+++ RAW DATA +++

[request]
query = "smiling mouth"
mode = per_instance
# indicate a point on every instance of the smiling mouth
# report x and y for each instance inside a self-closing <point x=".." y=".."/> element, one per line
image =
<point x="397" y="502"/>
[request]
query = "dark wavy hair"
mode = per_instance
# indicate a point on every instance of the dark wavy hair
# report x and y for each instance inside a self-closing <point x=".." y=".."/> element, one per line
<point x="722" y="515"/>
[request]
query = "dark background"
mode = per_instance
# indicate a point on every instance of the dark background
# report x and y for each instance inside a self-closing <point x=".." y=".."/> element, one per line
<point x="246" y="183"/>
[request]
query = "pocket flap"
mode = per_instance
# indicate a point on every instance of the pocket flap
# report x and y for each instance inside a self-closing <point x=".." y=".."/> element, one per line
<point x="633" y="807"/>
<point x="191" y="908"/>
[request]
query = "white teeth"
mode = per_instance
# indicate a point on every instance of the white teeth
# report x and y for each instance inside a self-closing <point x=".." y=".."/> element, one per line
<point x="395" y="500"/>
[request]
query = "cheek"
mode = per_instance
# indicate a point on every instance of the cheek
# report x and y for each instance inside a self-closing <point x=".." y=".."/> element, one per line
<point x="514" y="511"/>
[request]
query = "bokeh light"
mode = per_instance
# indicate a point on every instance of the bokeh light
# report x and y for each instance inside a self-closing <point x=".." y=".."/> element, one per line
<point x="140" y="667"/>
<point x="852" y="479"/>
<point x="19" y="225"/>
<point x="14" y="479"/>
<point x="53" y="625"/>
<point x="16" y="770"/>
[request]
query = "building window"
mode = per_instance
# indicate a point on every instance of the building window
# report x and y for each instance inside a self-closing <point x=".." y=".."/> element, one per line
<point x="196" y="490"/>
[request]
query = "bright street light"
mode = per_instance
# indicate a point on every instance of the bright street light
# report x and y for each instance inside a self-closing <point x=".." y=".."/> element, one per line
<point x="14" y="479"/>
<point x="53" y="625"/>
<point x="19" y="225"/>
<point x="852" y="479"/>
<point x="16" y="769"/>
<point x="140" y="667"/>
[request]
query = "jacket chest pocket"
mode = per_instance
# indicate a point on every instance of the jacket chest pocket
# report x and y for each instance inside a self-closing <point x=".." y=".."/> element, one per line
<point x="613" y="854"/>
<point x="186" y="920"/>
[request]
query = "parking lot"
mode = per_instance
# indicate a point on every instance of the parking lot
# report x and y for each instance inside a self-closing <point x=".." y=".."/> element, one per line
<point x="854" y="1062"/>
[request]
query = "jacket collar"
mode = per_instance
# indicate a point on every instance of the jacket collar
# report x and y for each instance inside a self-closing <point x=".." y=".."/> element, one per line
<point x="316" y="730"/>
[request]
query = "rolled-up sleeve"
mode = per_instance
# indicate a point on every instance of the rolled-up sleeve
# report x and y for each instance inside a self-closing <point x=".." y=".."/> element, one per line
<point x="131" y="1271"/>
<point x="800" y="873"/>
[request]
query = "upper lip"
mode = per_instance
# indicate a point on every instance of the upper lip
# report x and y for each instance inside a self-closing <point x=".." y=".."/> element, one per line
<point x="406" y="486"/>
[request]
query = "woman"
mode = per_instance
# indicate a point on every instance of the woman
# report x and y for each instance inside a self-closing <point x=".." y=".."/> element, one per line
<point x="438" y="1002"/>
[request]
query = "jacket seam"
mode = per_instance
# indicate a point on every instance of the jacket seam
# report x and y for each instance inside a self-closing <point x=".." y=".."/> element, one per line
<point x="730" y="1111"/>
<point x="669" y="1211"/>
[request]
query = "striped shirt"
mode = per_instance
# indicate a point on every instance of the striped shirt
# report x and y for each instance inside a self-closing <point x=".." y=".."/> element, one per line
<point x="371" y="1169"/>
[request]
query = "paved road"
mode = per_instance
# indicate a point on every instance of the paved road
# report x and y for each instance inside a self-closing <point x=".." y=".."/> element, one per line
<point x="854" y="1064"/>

+++

OBJECTIVE »
Set down all of the records shown above once more, exactly.

RESPONSE »
[request]
query = "smiling mouth"
mode = per_instance
# indicate a point on every instance of the smiling mouth
# report x and y for each instance inside a self-closing <point x=".." y=".."/> element, one per line
image =
<point x="397" y="502"/>
[request]
query = "dark wavy hair"
mode = per_instance
# indicate a point on every instance of the dark wavy hair
# report x and y for each instance inside a self-closing <point x=".." y=".."/> element, one per line
<point x="722" y="515"/>
[request]
query = "dark background"
mode = per_instance
# indicate a point on every instance of the dark background
# report x and y for each instance inside a self-closing <point x=".." y=".."/> element, one per line
<point x="246" y="183"/>
[request]
query = "pocket flap"
mode = per_instance
# indicate a point on every instance of the pocket flap
# report x and y for each instance inside a self-closing <point x=".." y=".."/> element, one per line
<point x="633" y="807"/>
<point x="191" y="908"/>
[request]
query = "white teeth"
mode = per_instance
# indicate a point on every instance of the white teeth
# report x and y for each instance inside a self-closing <point x=".." y=".."/> element, one per line
<point x="395" y="500"/>
[request]
query = "cheek"
mode = per_instance
# indicate a point on every instance of the cheek
# report x and y for each instance inside a self-closing <point x=".." y=".."/> element, one per line
<point x="514" y="511"/>
[request]
query = "bokeh light"
mode = per_instance
# indicate a point on every instance of the bokeh light
# report x and y for each instance inside a self-closing <point x=".." y=".."/> element, one per line
<point x="140" y="667"/>
<point x="852" y="479"/>
<point x="19" y="225"/>
<point x="14" y="479"/>
<point x="53" y="625"/>
<point x="16" y="770"/>
[request]
query = "building window"
mode = per_instance
# indicate a point on every instance of the building window
# report x and y for each instance inside a self-closing <point x=".." y=".."/> element, one per line
<point x="196" y="490"/>
[request]
query = "bright street light"
mode = per_instance
# indicate a point on every instance of the bright street light
# report x and y for each instance inside a self-closing <point x=".." y=".."/> element, one per line
<point x="14" y="479"/>
<point x="53" y="625"/>
<point x="19" y="225"/>
<point x="852" y="479"/>
<point x="16" y="769"/>
<point x="140" y="667"/>
[request]
query = "jacket chest pocket"
mode = per_instance
# indicate a point on every instance of the jacket chest pocket
# report x and y for each instance inside a self-closing <point x=".." y=".."/> element, one per line
<point x="613" y="854"/>
<point x="186" y="920"/>
[request]
query = "parking lot"
mode = per_instance
# indicate a point on every instance of the parking lot
# report x and y for each instance inside a self-closing <point x=".." y=".."/> element, one per line
<point x="854" y="1062"/>
[request]
query = "jacket collar"
mode = per_instance
# indicate a point on every instance of the jacket collar
# report x and y for each instance inside a self-closing <point x=".." y=".."/> element, one per line
<point x="316" y="730"/>
[request]
query = "rolled-up sleeve"
mode = per_instance
# indicate a point on every instance of the rolled-up sleeve
# report x and y for each instance inside a self-closing <point x=".." y=".."/> element, one per line
<point x="131" y="1271"/>
<point x="800" y="873"/>
[request]
query = "upper lip"
mode = per_instance
# indicate a point on every instance of the upper lip
# report x and y for each instance inside a self-closing <point x=".." y=".."/> element, one per line
<point x="406" y="486"/>
[request]
query = "woman"
mode = per_instance
# indicate a point on every instance of the woman
# report x and y for each instance inside a self-closing <point x=".." y=".."/> element, one per line
<point x="438" y="1002"/>
[request]
query = "jacket seam"
mode = per_instance
# indicate a point on every instance of the jacket seam
# report x and y for each instance inside a self-closing <point x=".." y=".."/> element, one per line
<point x="730" y="1111"/>
<point x="669" y="1211"/>
[request]
query = "striped shirt"
mode = per_instance
# indicate a point on every instance of the striped shirt
# report x and y for each instance inside a self-closing <point x=".." y=".."/> element, one per line
<point x="371" y="1169"/>
[request]
query = "paved road"
mode = per_instance
# indicate a point on every instance of the paved road
# report x and y for each instance inside a self-closing <point x=".." y=".."/> element, one per line
<point x="854" y="1064"/>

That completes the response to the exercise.